| TASK ITEM |
The lines to copy run from the one containing "Target: woman in gray wide-brim hat" through the last line of the listing; copy them exactly and nothing more.

| INPUT DATA |
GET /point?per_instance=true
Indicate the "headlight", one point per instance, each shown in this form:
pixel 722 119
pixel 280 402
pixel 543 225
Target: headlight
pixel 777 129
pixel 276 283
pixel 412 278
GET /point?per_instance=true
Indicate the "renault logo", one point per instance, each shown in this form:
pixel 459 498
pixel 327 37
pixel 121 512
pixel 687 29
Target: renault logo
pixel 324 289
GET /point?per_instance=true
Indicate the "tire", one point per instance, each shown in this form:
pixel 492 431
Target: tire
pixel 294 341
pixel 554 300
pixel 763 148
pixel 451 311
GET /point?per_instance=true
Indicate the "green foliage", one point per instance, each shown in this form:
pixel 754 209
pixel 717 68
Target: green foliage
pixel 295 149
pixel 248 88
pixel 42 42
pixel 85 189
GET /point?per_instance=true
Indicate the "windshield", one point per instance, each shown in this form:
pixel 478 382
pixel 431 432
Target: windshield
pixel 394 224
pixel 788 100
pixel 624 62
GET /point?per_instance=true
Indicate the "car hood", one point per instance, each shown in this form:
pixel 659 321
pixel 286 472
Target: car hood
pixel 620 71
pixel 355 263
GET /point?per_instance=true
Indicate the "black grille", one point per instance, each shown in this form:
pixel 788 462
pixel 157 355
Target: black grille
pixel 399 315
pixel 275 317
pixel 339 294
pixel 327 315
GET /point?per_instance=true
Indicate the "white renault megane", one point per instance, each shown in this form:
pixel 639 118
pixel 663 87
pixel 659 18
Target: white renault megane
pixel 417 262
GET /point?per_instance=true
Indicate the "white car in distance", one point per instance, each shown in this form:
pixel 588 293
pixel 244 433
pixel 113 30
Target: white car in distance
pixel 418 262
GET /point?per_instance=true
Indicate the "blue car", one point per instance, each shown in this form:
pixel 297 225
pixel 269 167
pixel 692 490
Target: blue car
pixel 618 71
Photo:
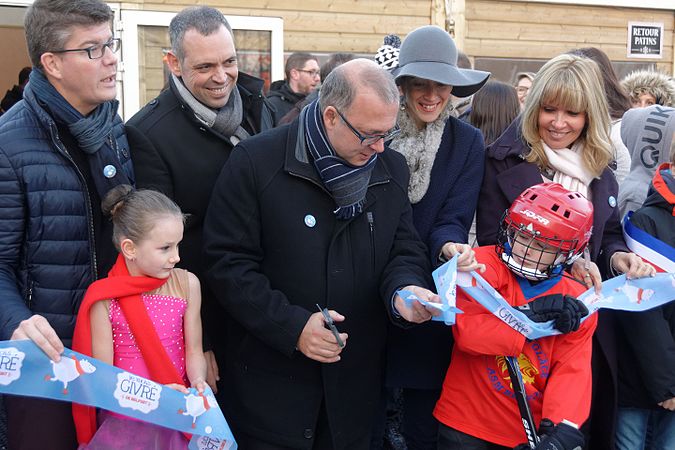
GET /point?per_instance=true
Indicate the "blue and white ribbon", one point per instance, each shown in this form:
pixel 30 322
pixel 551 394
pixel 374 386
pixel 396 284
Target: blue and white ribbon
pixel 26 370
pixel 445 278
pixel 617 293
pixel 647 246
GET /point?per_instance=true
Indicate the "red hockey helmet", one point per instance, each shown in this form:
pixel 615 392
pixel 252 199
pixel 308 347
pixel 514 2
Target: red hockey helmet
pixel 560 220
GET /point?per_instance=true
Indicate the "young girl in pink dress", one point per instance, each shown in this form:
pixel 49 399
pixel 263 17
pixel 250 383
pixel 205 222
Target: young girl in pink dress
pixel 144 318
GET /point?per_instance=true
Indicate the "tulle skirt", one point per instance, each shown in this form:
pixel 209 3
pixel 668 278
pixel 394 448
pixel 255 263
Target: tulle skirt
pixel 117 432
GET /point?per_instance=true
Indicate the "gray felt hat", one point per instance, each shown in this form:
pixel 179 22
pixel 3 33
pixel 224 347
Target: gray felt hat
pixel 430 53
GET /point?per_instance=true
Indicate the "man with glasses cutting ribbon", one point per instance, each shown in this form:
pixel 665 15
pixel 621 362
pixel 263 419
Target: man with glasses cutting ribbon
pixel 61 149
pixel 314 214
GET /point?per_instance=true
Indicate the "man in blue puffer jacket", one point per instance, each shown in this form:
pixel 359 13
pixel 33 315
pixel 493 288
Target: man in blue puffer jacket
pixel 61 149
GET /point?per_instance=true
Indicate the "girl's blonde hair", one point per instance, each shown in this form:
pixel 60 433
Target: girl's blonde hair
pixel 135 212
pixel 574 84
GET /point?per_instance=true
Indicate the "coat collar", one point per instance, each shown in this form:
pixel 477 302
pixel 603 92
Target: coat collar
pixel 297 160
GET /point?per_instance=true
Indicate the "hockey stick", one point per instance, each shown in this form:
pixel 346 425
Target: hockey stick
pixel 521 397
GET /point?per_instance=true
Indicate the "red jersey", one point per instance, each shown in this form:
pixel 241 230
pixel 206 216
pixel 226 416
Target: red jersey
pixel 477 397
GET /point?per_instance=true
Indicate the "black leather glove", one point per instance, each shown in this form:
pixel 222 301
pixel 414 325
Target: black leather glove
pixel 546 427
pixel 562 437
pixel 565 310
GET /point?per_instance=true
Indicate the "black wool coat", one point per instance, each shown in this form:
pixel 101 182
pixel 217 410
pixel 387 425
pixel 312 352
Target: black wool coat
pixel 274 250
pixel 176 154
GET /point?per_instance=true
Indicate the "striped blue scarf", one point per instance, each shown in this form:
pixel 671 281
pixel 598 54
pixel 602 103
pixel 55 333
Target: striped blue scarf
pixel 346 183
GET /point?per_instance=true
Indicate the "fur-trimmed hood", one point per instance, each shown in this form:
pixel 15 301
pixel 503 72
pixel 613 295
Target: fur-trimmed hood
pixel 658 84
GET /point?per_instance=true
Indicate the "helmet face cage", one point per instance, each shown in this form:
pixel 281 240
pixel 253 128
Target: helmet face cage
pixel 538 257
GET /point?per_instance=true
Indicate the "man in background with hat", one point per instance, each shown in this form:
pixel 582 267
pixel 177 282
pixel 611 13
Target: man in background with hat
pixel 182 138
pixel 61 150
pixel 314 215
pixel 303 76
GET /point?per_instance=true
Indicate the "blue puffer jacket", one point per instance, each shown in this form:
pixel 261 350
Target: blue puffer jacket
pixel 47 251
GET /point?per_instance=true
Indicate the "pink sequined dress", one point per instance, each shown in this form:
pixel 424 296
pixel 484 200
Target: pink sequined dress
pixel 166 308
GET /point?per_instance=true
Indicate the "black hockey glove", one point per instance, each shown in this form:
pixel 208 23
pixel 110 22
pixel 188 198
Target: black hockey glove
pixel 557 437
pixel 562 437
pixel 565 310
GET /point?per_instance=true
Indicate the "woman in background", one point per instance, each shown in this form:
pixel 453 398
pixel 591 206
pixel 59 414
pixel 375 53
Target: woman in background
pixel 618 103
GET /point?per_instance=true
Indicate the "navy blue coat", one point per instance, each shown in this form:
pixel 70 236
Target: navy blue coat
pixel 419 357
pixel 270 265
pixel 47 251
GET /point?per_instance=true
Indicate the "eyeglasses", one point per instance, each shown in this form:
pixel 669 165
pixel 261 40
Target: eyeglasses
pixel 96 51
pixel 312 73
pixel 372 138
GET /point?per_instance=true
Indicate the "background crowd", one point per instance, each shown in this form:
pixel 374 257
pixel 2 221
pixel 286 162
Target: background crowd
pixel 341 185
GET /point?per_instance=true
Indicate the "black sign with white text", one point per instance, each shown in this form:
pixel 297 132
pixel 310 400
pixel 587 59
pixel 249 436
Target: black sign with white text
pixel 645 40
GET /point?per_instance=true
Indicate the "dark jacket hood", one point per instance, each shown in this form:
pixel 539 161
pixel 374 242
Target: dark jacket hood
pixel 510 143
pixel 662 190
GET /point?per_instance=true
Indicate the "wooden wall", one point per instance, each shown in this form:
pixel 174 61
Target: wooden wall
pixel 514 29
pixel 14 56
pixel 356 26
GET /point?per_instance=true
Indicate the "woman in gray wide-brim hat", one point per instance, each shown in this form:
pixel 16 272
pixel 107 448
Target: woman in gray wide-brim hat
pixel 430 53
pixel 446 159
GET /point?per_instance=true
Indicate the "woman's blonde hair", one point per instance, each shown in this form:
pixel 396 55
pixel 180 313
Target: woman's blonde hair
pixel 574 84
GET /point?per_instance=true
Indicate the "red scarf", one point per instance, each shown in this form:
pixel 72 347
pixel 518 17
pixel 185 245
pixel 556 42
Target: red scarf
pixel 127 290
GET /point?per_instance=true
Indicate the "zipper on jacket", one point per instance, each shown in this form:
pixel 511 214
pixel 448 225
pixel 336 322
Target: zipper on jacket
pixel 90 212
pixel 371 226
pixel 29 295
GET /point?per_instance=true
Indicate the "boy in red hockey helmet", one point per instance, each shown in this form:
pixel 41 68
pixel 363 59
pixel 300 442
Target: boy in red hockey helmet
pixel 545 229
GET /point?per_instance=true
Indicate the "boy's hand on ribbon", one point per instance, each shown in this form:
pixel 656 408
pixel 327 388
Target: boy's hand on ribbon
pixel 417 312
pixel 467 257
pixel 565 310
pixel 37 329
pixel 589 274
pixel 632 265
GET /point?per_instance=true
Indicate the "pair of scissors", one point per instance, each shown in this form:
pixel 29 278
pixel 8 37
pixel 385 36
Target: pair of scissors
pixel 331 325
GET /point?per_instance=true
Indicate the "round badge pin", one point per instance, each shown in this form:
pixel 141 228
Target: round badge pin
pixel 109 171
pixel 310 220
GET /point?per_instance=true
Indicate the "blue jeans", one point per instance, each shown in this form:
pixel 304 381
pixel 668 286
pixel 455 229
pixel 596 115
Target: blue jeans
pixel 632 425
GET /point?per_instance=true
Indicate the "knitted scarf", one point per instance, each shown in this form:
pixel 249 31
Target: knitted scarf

| OUTPUT |
Target: woman in gray wide-brim hat
pixel 430 53
pixel 446 159
GET /point?per_instance=true
Indicate the "woman's blonde hair", one point per instance, each shown in this form:
pixel 396 55
pixel 180 313
Target: woman's blonde hair
pixel 574 84
GET /point?per_instance=true
Indicate the "red scarf", one point per instance, each shown in this form:
pixel 72 347
pixel 518 17
pixel 185 245
pixel 556 42
Target: red scarf
pixel 127 290
GET /point?per_instance=true
Indicate the "zipper on jacket", one point per instance, each shown in this form:
pixel 511 214
pixel 448 225
pixel 336 322
Target: zipper on jacket
pixel 90 212
pixel 371 226
pixel 29 295
GET /point?per_instance=true
Indicate the "boy in red hockey helmet", one point per instance, each shown in this form:
pixel 41 68
pixel 363 59
pixel 300 442
Target: boy in red hockey helmet
pixel 545 229
GET /point?per_instance=true
Indicate the "boy's hand on ribbon", one point per instance, each shown in this form:
pixel 656 408
pixel 327 388
Target: boy's hand on ribbon
pixel 417 312
pixel 467 257
pixel 565 310
pixel 37 329
pixel 589 274
pixel 632 265
GET /point?per_instance=true
Indicate the "pair of scissors", one point per instance, each shown in this form:
pixel 29 278
pixel 8 37
pixel 385 36
Target: pair of scissors
pixel 331 325
GET /point?per_instance=true
Indicate the "round badge pin", one point per instance, each shown in this form:
pixel 141 228
Target: round badge pin
pixel 109 171
pixel 310 220
GET /point?per_instance=true
Indicate the "blue jeans", one point per instance, each shown in this form:
pixel 304 381
pixel 668 286
pixel 455 229
pixel 596 115
Target: blue jeans
pixel 632 425
GET /point?per_instance=true
Indicate the "knitted scarf", one point per instance, each shown in this form:
pixel 249 31
Target: knitted scarf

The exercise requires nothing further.